## WHAT YOU WILL DO
Where the records below show a line containing "Every instance of the electrical", start copying; end with the line containing "Every instance of the light", and copy it too.
[[ MATERIAL SHOWN, beginning ]]
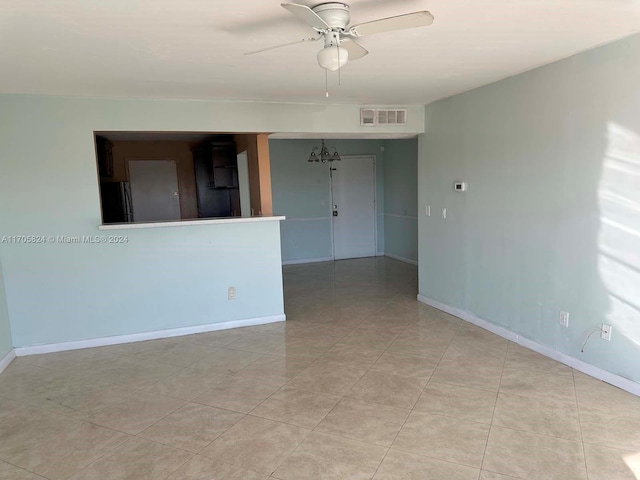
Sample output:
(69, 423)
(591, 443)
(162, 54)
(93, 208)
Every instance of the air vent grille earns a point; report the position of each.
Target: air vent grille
(372, 117)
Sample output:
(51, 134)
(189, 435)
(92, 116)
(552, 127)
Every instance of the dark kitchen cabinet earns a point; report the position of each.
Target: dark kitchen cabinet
(216, 170)
(104, 152)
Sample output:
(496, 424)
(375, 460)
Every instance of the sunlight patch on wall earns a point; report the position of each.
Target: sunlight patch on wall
(633, 462)
(619, 238)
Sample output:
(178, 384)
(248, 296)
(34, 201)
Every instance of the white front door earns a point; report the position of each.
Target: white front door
(154, 190)
(354, 209)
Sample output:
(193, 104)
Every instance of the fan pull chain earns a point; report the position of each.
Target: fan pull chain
(339, 67)
(326, 83)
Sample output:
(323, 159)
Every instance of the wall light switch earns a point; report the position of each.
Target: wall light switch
(605, 334)
(564, 319)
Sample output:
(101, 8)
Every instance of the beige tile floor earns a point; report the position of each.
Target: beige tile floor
(361, 382)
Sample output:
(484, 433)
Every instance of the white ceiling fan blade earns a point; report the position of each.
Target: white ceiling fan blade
(313, 39)
(307, 15)
(355, 50)
(401, 22)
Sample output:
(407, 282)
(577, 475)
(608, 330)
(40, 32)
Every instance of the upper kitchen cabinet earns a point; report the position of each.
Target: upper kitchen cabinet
(216, 170)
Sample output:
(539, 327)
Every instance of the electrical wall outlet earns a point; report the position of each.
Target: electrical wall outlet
(564, 319)
(605, 333)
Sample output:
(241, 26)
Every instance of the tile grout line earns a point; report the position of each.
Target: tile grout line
(495, 406)
(584, 451)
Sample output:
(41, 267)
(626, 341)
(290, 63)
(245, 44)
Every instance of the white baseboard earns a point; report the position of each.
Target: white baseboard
(307, 260)
(584, 367)
(401, 259)
(8, 358)
(139, 337)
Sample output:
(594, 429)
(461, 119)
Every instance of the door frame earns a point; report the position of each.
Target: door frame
(372, 156)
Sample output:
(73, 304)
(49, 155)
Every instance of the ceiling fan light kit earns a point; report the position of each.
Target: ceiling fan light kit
(330, 21)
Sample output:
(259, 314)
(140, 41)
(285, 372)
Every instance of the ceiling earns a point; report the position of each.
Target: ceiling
(194, 48)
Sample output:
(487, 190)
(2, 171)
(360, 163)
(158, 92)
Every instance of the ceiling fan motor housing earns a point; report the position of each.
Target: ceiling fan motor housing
(335, 14)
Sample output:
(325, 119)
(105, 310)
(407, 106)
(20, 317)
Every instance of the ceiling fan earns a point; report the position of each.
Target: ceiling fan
(331, 22)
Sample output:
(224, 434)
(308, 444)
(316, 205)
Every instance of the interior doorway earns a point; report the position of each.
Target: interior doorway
(154, 190)
(353, 207)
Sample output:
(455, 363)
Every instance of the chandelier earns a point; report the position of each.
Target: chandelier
(324, 154)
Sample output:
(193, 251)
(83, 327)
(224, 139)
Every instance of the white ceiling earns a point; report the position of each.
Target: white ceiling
(194, 48)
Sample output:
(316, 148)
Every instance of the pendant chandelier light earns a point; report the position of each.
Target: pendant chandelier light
(324, 154)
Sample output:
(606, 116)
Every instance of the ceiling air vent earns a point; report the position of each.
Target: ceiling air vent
(369, 116)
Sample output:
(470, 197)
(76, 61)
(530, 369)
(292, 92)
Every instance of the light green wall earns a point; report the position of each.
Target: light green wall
(401, 198)
(6, 344)
(551, 219)
(161, 278)
(301, 191)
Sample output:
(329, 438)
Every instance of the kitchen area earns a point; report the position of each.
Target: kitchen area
(160, 177)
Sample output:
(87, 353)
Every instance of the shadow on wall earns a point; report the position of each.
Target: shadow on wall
(619, 236)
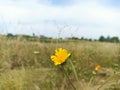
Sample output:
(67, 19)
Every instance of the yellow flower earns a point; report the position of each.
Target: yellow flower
(60, 56)
(97, 67)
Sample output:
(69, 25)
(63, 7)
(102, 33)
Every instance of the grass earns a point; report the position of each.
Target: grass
(22, 69)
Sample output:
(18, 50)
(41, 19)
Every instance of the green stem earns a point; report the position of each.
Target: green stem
(75, 73)
(68, 78)
(91, 79)
(105, 82)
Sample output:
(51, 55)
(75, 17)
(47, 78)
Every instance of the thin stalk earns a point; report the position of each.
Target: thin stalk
(73, 68)
(66, 74)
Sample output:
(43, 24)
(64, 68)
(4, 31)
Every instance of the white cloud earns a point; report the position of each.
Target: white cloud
(93, 17)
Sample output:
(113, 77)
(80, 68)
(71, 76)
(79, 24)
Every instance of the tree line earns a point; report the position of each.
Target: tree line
(45, 38)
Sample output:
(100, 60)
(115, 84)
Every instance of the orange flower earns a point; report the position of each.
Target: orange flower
(60, 56)
(97, 67)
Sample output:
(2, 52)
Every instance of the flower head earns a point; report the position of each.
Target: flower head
(60, 56)
(97, 67)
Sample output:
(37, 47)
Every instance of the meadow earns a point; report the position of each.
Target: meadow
(26, 65)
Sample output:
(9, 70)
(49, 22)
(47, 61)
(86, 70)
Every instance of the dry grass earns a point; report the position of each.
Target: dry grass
(22, 69)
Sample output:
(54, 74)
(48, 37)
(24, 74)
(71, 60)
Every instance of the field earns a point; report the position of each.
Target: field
(26, 65)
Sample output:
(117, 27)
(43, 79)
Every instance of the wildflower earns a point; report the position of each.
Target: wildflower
(97, 67)
(36, 52)
(60, 56)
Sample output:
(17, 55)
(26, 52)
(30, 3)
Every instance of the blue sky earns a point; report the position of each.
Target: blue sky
(88, 18)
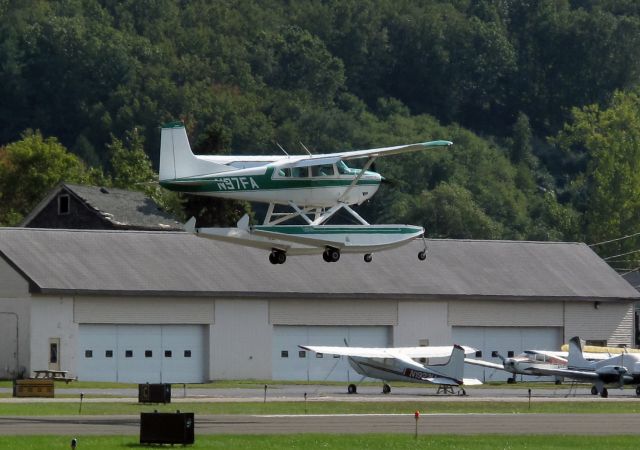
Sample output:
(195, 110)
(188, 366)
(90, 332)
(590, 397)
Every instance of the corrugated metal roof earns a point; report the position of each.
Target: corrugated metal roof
(148, 263)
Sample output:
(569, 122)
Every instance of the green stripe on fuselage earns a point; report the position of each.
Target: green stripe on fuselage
(336, 229)
(223, 183)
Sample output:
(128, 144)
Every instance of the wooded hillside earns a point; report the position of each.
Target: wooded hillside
(539, 96)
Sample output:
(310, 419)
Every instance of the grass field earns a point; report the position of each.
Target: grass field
(319, 407)
(314, 441)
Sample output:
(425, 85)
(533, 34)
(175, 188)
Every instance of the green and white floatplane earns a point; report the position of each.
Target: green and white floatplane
(313, 187)
(330, 240)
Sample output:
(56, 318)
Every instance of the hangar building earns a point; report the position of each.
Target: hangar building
(147, 306)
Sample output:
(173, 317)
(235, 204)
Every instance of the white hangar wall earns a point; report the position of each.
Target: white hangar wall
(241, 335)
(15, 327)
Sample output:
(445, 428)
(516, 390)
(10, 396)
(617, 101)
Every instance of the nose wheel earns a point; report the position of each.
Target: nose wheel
(422, 255)
(331, 254)
(277, 256)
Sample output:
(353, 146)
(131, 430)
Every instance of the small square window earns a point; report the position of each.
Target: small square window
(63, 204)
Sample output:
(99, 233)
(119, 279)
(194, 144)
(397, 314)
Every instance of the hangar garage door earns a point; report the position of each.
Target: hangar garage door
(142, 353)
(507, 341)
(289, 362)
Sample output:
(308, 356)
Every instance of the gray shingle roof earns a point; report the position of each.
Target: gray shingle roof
(123, 208)
(148, 263)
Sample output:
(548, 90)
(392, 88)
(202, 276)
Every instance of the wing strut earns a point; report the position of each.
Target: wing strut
(356, 179)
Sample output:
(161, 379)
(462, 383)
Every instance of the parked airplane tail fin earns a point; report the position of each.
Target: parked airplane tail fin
(454, 368)
(576, 358)
(176, 158)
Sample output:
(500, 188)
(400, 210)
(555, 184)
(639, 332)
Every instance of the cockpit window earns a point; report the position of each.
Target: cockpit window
(300, 172)
(343, 169)
(325, 170)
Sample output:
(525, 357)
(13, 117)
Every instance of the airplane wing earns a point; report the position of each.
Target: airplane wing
(331, 158)
(570, 373)
(387, 151)
(483, 363)
(382, 352)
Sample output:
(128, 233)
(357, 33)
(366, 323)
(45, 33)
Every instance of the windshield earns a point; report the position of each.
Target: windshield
(343, 169)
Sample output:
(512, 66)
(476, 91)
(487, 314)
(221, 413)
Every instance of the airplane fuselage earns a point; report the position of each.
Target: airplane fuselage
(393, 370)
(306, 186)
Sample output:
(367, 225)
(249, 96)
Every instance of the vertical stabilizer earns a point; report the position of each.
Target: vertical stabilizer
(576, 358)
(176, 158)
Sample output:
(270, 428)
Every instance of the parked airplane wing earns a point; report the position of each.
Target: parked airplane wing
(393, 352)
(483, 363)
(571, 373)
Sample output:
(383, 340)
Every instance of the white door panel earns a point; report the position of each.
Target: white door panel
(142, 353)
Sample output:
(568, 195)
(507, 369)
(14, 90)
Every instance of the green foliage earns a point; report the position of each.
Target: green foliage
(496, 77)
(610, 140)
(31, 167)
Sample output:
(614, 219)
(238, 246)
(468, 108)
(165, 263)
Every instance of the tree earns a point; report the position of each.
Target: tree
(610, 140)
(31, 167)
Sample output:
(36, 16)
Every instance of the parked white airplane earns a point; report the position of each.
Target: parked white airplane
(529, 361)
(314, 187)
(526, 363)
(398, 364)
(618, 370)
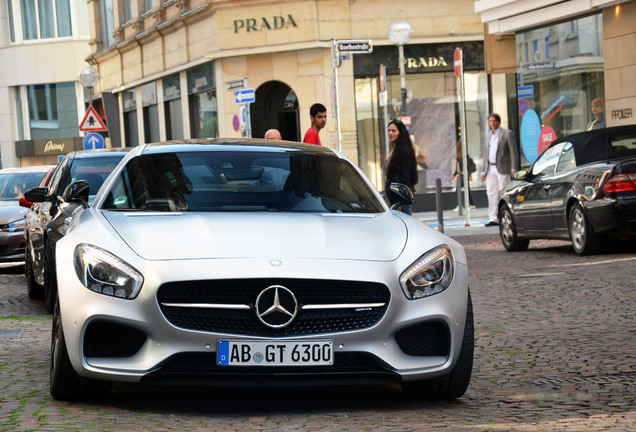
[[ MATERIAL SHOWN, end ]]
## SOLUTION FOR THIS PROBLEM
Every instance of the electrical wall outlet earns a point; report the position of each.
Target: electrical wall outlet
(564, 319)
(605, 333)
Sample output:
(241, 26)
Every instance of the tile grout line earns a point; report the position of each.
Target: tile grout line
(495, 406)
(584, 451)
Sample output:
(41, 267)
(626, 341)
(290, 63)
(245, 44)
Every instance of the white baseboard earns a point; report the position of each.
Target: white baseboard
(307, 260)
(584, 367)
(401, 259)
(8, 358)
(139, 337)
Sample output:
(594, 429)
(461, 119)
Every instance of the door frame earns a point; report the position of each.
Target: door frame
(372, 156)
Sample output:
(73, 304)
(49, 155)
Every instance of the ceiling fan light kit earns a point; report the position of each.
Target: ceiling fan light kit
(330, 21)
Sample output:
(259, 314)
(140, 41)
(285, 372)
Every instance of the ceiling earns a point; report the position of each.
Target: ceiling
(194, 48)
Sample output:
(487, 190)
(2, 171)
(360, 163)
(158, 92)
Every instance of the ceiling fan motor housing earns a point; report the position of each.
Target: ceiling fan motor housing
(335, 14)
Sample output:
(325, 119)
(105, 310)
(407, 106)
(20, 317)
Every instance of the ceiling fan earns a point; report the position of each.
Target: ceiling fan
(331, 22)
Sample output:
(224, 434)
(308, 444)
(316, 205)
Every instance of the interior doorway earns a point; report the position of each.
Target: interior doorway
(154, 190)
(353, 207)
Sample output:
(455, 363)
Every instance of the chandelier earns a point; report the position of each.
Target: chandelier
(324, 154)
Sample output:
(193, 251)
(83, 327)
(224, 139)
Every instance of the white ceiling earns a point; report the position of each.
Target: white ceiling
(194, 48)
Sample output:
(316, 148)
Every instance of the pendant chandelier light earns a point; report the position of each.
Target: pendant chandelier light
(324, 154)
Sample output:
(606, 116)
Every instance of the ceiling air vent earns a point; report the position of each.
Target: ceiling air vent
(369, 116)
Sample output:
(470, 197)
(76, 61)
(530, 369)
(292, 92)
Every instance of the light green wall earns a point; report the position of each.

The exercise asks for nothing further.